# The exercise
Rewrite the items below with every "detection result" changed to "box coordinates" and everything else unchanged. Leave the pictures out of your version.

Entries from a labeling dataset
━━━━━━━━━━━━━━━━━━━━━━━━━━━━━━

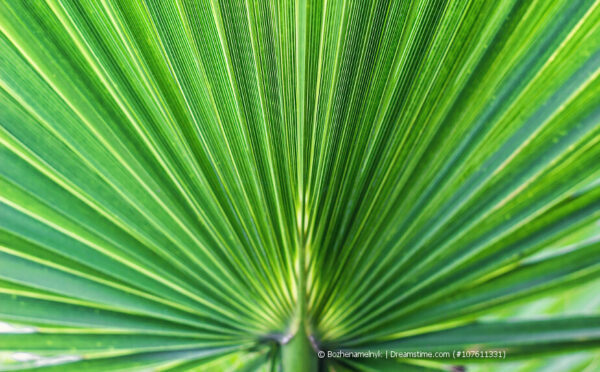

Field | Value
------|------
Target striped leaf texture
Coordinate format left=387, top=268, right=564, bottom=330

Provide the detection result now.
left=0, top=0, right=600, bottom=372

━━━━━━━━━━━━━━━━━━━━━━━━━━━━━━

# Solved exercise
Field | Value
------|------
Target striped leaf texture
Coordinate format left=387, top=268, right=564, bottom=330

Provide the box coordinates now.
left=0, top=0, right=600, bottom=372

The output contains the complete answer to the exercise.